= EXERCISE REQUIREMENTS =
Write out the rows below word for word, beginning with the row that contains "the man's leg" and continuing through the final row, with both of those rows included.
# Start of INFORMATION SHOWN
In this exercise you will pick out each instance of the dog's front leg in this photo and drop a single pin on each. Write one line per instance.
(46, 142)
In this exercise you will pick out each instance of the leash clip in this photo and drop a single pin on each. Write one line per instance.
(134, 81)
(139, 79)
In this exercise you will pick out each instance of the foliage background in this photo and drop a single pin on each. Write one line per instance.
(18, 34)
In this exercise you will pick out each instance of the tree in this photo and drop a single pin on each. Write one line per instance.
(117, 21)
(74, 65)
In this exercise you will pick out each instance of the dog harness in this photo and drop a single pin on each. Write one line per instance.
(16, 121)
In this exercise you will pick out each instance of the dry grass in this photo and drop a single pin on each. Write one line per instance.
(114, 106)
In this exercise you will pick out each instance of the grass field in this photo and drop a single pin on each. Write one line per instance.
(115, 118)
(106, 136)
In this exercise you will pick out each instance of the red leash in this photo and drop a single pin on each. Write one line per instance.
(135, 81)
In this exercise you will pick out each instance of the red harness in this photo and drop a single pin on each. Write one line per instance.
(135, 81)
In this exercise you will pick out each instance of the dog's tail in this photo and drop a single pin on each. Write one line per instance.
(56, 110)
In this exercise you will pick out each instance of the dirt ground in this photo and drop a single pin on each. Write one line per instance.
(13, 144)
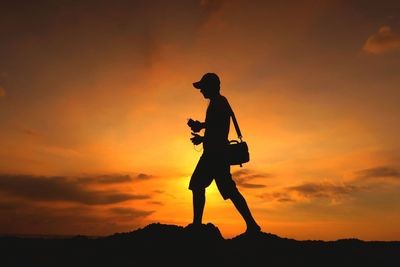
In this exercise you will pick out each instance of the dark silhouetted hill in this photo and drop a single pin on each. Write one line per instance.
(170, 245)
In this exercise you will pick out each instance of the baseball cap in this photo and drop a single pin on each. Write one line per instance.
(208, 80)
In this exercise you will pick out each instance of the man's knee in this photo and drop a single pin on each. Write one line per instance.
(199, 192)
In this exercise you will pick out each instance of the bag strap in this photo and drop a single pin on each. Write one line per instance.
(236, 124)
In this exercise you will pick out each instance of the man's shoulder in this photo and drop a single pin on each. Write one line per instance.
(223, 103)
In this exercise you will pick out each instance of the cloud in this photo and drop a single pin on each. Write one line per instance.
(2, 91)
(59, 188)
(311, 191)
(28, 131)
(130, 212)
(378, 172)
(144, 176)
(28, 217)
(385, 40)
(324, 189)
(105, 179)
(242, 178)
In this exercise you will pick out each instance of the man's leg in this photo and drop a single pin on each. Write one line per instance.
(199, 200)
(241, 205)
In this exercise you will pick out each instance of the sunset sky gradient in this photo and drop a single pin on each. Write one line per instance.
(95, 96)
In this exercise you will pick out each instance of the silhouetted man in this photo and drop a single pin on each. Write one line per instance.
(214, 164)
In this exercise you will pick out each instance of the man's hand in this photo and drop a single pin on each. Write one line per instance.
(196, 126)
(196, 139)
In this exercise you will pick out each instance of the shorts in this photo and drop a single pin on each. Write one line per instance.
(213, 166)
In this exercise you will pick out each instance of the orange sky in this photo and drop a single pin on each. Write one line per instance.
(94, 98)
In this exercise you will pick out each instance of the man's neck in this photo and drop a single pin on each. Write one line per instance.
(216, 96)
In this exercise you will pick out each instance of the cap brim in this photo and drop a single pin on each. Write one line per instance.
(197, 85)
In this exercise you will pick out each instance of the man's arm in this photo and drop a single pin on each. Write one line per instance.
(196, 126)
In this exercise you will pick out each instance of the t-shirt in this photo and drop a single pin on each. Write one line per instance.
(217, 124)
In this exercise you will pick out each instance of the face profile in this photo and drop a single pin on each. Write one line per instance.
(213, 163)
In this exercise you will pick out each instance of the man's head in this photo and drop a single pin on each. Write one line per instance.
# End of INFORMATION SHOWN
= EXERCISE RESPONSE =
In this exercise you will pick out each instance of the man's leg in this photo and drop a single pin on each. Write one line per instance.
(199, 200)
(241, 205)
In this exercise you will pick out each instance of the sunset sky gradient in this photo and drop a single pin on each. Write one line per instance.
(95, 96)
In this exercise you will pick out each instance of the silhouetted man in this photo and drop a single pin on each. Write one line per instance.
(214, 164)
In this exercise you will pick out each instance of the man's hand in this photo and drop a single pin on each. Write one line per instance.
(196, 126)
(196, 139)
In this exercise you will pick out each instance of the shorts in this photo and drop a single pin on each. Write one line per instance.
(213, 166)
In this exercise you will pick out each instance of the orange sky in this photo and drop a single pin on each. Write one line per instance.
(94, 98)
In this exercise you will pick out each instance of the man's neck in this photo and drop a single pin on each. Write one line per instance.
(216, 96)
In this exercise you will pick out each instance of the cap brim in this photo and drop a single pin on each. Write one line per instance.
(197, 85)
In this exercise you will pick out each instance of the man's arm in this photo and drop a single pin on each. Write one line per instance.
(196, 126)
In this exercise you will pick out each instance of the t-shirt in this photo and drop a single pin on each. Write one line per instance.
(217, 124)
In this exercise you will pick out each instance of the face profile in this photo and drop a single pin on each. Write one line per instance.
(213, 163)
In this exercise you will pick out each instance of the man's head in this photo and drop a single pin on each. Write one line per instance.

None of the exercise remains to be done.